Colton Smith: I’m here with Dr. Wilczek at Arizona State University and we are quickly approaching the date of his lecture on January 31st. We spoke to each other for a few hours yesterday just to get to know one another, but now I think it’s time that we let the Valley of the Sun in on our conversation.
Dr. Wilczek, yesterday we spoke to each other about many things and I know that we were both curious to see how many people would be attending the event. I did some research and discovered that we are completely sold out for this Origins event.
Frank Wilczek: I only learned about it after we talked. (Laughing) Sold out. Well in advance too!
Smith: I must admit it was wonderful to hear that we have so many people interested in coming to an event like this.
Wilczek: Especially since the title is somewhat mystifying and intimidating.
Smith: I’m sure it’s a little confusing to some!
So, the idea of this interview is to get people to know you a bit more on a personal level before they come and watch you give a big physics lecture. It can be a little intimidating to watch a Nobel laureate give a talk on physics. Especially considering most of your audience is going to be laypeople interested in the universe at large.

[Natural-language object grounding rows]
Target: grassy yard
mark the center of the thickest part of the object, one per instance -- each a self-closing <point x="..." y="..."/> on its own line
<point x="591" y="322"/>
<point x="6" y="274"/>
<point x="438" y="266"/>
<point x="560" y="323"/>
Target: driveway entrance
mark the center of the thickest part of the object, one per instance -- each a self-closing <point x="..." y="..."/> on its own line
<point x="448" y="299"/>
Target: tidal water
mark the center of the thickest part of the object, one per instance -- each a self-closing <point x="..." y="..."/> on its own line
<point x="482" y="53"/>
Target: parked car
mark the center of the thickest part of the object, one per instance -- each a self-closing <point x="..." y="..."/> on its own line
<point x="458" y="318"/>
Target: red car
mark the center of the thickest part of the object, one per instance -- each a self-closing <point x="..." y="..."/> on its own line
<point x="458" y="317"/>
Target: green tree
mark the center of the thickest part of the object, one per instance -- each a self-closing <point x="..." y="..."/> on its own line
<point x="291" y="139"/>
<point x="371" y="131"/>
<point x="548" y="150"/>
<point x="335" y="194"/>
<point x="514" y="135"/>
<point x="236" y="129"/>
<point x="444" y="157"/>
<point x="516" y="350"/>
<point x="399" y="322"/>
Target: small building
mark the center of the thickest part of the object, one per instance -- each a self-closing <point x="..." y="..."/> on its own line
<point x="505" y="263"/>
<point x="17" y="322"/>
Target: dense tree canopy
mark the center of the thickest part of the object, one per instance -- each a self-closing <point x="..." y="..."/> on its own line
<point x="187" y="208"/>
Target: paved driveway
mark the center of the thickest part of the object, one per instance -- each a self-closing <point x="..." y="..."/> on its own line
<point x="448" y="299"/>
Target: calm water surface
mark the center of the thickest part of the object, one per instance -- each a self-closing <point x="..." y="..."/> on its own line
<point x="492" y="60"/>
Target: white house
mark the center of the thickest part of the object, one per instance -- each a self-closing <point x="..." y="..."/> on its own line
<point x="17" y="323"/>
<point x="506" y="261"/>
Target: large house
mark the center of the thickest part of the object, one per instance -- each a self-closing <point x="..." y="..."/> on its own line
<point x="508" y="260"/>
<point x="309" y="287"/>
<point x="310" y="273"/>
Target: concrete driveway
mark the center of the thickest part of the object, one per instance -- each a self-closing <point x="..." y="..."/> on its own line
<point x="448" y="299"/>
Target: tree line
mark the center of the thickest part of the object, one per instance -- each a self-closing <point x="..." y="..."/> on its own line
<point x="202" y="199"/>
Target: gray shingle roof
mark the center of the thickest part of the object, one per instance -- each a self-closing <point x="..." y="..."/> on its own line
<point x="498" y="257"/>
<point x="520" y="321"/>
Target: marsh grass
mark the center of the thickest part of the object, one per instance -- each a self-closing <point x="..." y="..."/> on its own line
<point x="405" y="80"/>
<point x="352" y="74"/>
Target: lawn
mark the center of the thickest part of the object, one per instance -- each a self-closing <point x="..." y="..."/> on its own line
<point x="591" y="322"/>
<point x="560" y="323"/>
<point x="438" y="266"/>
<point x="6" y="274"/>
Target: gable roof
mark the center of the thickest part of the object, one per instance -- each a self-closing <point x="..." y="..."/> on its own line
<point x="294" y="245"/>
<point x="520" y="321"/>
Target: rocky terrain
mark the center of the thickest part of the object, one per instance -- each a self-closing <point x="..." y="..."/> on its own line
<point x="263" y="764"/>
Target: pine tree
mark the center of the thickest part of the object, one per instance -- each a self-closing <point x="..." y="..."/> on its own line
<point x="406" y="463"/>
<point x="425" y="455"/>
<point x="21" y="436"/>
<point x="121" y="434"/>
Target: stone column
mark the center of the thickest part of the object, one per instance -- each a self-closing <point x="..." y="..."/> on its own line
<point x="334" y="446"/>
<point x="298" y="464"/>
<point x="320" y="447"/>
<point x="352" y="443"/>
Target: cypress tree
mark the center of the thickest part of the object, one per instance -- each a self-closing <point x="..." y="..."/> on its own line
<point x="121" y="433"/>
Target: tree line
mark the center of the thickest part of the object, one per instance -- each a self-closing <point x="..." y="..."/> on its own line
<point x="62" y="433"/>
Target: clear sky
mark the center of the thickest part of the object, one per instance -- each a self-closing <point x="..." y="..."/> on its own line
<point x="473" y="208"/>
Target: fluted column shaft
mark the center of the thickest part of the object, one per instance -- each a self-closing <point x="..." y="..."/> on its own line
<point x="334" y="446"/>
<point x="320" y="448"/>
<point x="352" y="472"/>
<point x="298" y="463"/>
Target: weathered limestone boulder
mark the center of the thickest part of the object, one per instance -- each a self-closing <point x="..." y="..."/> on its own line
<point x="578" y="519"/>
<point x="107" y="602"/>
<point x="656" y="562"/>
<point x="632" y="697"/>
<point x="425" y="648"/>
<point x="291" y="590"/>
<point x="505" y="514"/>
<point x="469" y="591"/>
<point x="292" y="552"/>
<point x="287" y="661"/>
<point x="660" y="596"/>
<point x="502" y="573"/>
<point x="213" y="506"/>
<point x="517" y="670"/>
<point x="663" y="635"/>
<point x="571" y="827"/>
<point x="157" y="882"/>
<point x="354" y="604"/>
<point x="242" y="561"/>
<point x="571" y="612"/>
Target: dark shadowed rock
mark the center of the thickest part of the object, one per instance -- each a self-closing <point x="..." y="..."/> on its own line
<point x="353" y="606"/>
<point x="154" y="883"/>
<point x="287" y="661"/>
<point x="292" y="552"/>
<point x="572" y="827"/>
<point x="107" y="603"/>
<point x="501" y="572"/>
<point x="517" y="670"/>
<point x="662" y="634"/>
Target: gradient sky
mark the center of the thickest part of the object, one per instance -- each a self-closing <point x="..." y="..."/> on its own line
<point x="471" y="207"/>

#### Work instructions
Extend the interview with Frank Wilczek, continuing from its last sentence. The rows play no part in what comes next.

#### Task output
Smith: My first question for you, as simple as it sounds, is why are you here at ASU. Why here of all places?
Wilczek: Well there’s a certain contingency in me being at ASU. But mostly it’s the fact that Lawrence Krauss and I go back a long way. Long before he came to ASU.
Smith: So you two have been friends for while?
Wilczek: Yes, we’ve been friends for a long time. When he came to ASU he advertised its glories to me, [Laughing] as he did when he was at Case Western. I also have other friends here such as Paul Davies. So my wife Betsy and I decided to give Arizona a try and spend a month here. That was already about 6 or 7 years ago. We’ve enjoyed the experience and have been coming back every January, finding more and more friends, and finding it reliably refreshing. The idea just grew on me that why don’t we start expanding this relationship: stay two months instead of one. And we’ve found that even more refreshing.
Smith: Perhaps we can get you here for 12 months a year?
Wilczek: In the very long run, it’s a possibility. We’ve established a whole network of friends and we very much enjoy the spirit of the senses here. I very much enjoy different kinds of experiences. We are also spending time in Stockholm and Shanghai. So we’re all over the place.
Smith: As a scientist, what about ASU attracts you?
Wilczek: Well it’s a very special place. The more I experience it the more I realize that it truly is Michael Crow’s vision of the New American University. It really is serving a tremendous variety of students, there’s an entrepreneurial spirit, and the professors are encouraged to think outside of the box and try new directions. Also, I’ve been very well supported in terms of resources, which have made things easier. So, what’s not to like? It’s a comfortable place that allows me to work and think.
Smith: I’m sure as a physicist you need to feel comfortable enough in your environment to be able think clearly.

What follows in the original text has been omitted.